Setsubun Festival at Momiji Hachimangu Shrine, 紅葉八幡宮 節分厄よけ大祭

Higashi-ku, Fukuoka

Hakozaki Shrine

Hakozaki Shrine, renowned for its traditional Hakata festivals like the Tamatori Festival and Hojoya Festival, celebrates Setsubun with distinct fervor. The day’s festivities commence with a Shinto ritual at 10:00 a.m., followed by a captivating bean-throwing ceremony led by the enthusiastic students of nearby Hakozaki Elementary School. Visitors also have the unique opportunity to receive fortune beans, priced at ¥300, at the shrine’s special amulet distribution area. This melding of tradition and community involvement makes Setsubun at Hakozaki Shrine a memorable event.

Setsubun Festival at Hakozaki Shrine, 筥崎宮 節分祭

• 2/3 (Sat.)
• Mamemaki (bean throwing): 10:00 (after ceremony)

(Natural-language object grounding records)
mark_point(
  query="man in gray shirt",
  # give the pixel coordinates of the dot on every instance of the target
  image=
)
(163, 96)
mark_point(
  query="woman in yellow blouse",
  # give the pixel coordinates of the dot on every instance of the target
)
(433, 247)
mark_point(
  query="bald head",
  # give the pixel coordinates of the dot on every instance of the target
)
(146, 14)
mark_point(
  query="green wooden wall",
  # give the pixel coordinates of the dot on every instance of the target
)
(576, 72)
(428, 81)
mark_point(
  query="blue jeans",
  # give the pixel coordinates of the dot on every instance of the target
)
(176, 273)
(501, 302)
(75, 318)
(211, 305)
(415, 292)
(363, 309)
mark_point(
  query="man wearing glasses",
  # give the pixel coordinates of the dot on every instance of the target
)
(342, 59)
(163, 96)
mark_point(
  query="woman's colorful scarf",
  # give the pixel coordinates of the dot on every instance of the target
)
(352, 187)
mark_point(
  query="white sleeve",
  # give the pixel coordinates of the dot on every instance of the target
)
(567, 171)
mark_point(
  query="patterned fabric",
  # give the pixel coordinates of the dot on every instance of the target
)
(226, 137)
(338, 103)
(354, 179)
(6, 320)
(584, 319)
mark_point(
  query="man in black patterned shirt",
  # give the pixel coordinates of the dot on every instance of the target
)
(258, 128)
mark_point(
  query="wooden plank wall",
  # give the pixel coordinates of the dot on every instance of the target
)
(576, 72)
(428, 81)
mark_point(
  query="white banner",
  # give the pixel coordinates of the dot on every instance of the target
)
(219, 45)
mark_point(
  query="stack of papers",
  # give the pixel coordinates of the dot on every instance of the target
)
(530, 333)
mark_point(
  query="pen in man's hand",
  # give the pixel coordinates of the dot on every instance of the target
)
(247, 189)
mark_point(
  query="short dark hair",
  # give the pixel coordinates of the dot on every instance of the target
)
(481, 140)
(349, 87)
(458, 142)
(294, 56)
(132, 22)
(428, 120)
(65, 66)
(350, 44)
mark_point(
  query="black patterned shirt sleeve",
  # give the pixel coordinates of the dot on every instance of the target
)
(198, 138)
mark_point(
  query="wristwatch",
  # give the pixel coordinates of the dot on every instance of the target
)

# WHAT YOU WILL DO
A: For each statement below, say whether it agrees with the Setsubun festival text. Answer yes or no and quote the words of the text that decide it. (i) At Hakozaki Shrine, the Shinto ritual begins at 10:00 a.m. (ii) The fortune beans at Hakozaki Shrine are priced at ¥500. (iii) The bean-throwing at Hakozaki Shrine is led by students of Hakozaki Elementary School.
B: Carry on the Setsubun festival text from where it stops.

# OUTPUTS IN ORDER
A:
(i) Yes: "The day’s festivities commence with a Shinto ritual at 10:00 a.m."
(ii) No: "Visitors also have the unique opportunity to receive fortune beans, priced at ¥300"
(iii) Yes: "a captivating bean-throwing ceremony led by the enthusiastic students of nearby Hakozaki Elementary School"

B:
• Otafuku gate: None
1-22-1 Hakozaki, Higashi-ku, Fukuoka

Kashii Shrine

Kashii Shrine, with a storied history dating back to 200 AD, is believed to have been established by Empress Jingu in honor of her late husband, Emperor Chūai. This venerable site stands as a testament to ancient traditions and enduring memories. Among its many celebrated customs, the Setsubun festival stands out. This vibrant festival invites participants, including those born under the zodiac sign of the year and local community members, to engage in ‘mamemaki’, an age-old ritual of scattering beans. This ritual symbolizes the banishing of malevolent spirits and the ushering in of prosperity and good fortune. Adding an element of excitement to the event, some bean bags contain lottery tickets, offering an array of prizes like rice and auspicious items. This unique feature attracts a multitude of visitors, all keen to try their luck and collect these beans of fortune.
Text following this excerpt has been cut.